- [Written instruction] Reproduce the passage from the capacitor problem below without any change, beginning with the words "flowchart TD" and ending after the words "charges are different.".

- [Source]

--------------------

Capacitor problems — charging, discharging, energy stored, combinations

Question

Three capacitors of 2 µF, 3 µF, and 6 µF are connected in parallel across a 12 V battery. Find: (a) the equivalent capacitance, (b) total charge stored, (c) total energy stored, and (d) charge on each capacitor.

(CBSE Class 12 / JEE Main pattern)

Solution — Step by Step

flowchart TD
    A["Capacitor Combination"] --> B{"How connected?"}
    B -->|"Same voltage across all\n(parallel)"| C["C_eq = C₁ + C₂ + C₃\nVoltage same, charge splits"]
    B -->|"Same charge on all\n(series)"| D["1/C_eq = 1/C₁ + 1/C₂ + 1/C₃\nCharge same, voltage splits"]
    C --> E["Q_total = C_eq × V"]
    D --> F["Q = C_eq × V_total"]

In parallel, all capacitors have the same voltage (12 V each). The charges are different.

$C_{\text{eq}} = C_1 + C_2 + C_3 = 2 + 3 + 6 = \mathbf{11 \text{ }\mu\text{F}}$

$Q_{\text{total}} = C_{\text{eq}} \times V = 11 \times 10^{-6} \times 12 = \mathbf{132 \text{ }\mu\text{C}}$

$U = \frac{1}{2}C_{\text{eq}}V^2 = \frac{1}{2} \times 11 \times 10^{-6} \times 144 = \mathbf{7.92 \times 10^{-4} \text{ J} = 792 \text{ }\mu\text{J}}$

In parallel, $V$ is the same for each:

$Q_1 = C_1 V = 2 \times 12 = 24$ µC

$Q_2 = C_2 V = 3 \times 12 = 36$ µC

$Q_3 = C_3 V = 6 \times 12 = 72$ µC

Check: $24 + 36 + 72 = 132$ µC = $Q_{\text{total}}$ . Correct.

Why This Works

In a parallel combination, all capacitors are directly connected to the battery terminals, so each one “sees” the full battery voltage. The charges are different because each capacitor has a different capacitance — more capacitance means more charge stored at the same voltage.

--------------------

- [Given information]

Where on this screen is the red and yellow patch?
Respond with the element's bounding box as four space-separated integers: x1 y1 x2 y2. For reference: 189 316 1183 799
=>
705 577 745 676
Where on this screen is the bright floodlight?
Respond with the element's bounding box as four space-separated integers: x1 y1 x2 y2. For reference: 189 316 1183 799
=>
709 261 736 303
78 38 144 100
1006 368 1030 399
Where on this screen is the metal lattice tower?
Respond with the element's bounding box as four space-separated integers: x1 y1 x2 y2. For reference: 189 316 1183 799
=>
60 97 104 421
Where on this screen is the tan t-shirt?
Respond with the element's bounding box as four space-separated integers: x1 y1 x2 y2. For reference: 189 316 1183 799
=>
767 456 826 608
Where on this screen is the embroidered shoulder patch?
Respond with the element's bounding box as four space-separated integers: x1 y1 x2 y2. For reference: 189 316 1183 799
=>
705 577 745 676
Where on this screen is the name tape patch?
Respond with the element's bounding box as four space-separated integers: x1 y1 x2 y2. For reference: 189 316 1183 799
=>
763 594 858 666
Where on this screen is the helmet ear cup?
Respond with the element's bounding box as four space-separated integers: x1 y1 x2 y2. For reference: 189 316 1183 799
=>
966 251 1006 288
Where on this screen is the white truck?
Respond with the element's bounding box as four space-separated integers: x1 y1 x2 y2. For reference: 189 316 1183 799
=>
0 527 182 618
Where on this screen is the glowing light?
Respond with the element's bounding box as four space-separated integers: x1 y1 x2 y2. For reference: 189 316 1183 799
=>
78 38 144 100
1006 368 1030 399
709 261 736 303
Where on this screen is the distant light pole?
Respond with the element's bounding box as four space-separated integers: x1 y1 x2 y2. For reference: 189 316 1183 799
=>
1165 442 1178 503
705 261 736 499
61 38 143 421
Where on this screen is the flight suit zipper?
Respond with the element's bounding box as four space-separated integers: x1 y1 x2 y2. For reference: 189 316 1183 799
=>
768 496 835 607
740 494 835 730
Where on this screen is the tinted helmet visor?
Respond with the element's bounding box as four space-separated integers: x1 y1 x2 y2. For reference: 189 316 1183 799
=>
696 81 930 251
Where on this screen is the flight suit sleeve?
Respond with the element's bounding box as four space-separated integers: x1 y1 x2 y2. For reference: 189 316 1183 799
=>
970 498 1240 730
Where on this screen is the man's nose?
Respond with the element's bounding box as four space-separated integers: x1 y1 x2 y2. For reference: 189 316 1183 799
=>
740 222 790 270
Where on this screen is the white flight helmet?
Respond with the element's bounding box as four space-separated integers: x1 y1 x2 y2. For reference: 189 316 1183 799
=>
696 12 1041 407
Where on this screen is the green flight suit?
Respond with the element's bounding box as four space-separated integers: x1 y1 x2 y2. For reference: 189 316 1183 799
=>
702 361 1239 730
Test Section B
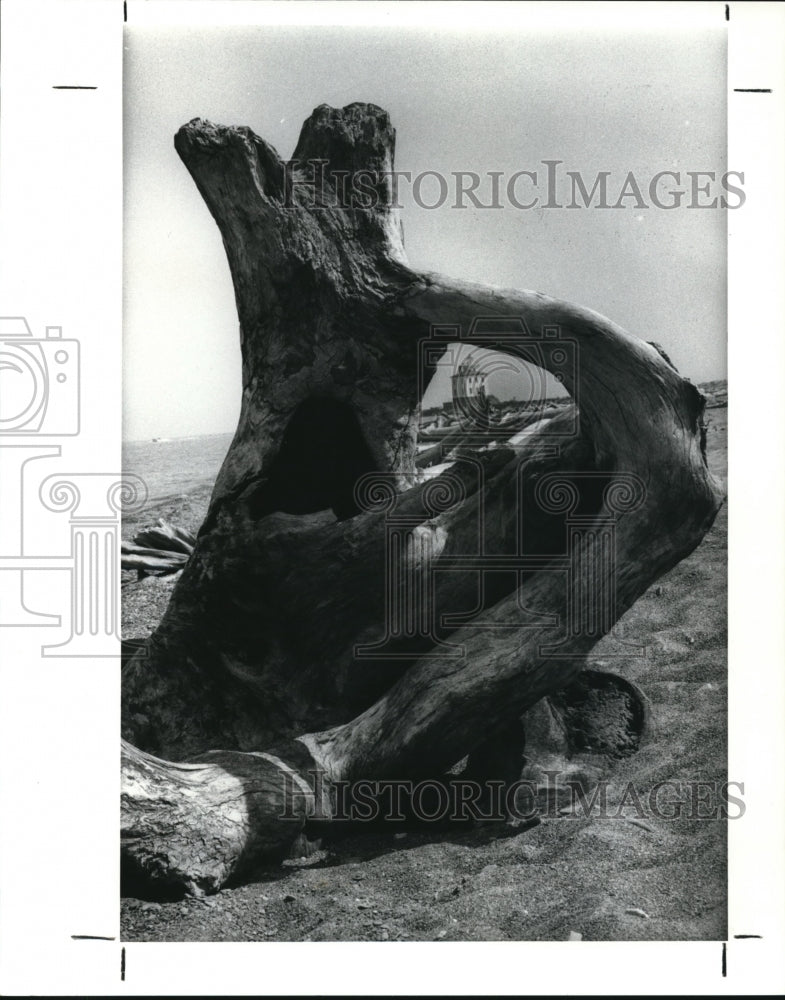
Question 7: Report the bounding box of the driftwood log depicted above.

--------------------

- [Exercise output]
flowchart TD
    A["Capacitor Combination"] --> B{"How connected?"}
    B -->|"Same voltage across all\n(parallel)"| C["C_eq = C₁ + C₂ + C₃\nVoltage same, charge splits"]
    B -->|"Same charge on all\n(series)"| D["1/C_eq = 1/C₁ + 1/C₂ + 1/C₃\nCharge same, voltage splits"]
    C --> E["Q_total = C_eq × V"]
    D --> F["Q = C_eq × V_total"]

In parallel, all capacitors have the same voltage (12 V each). The charges are different.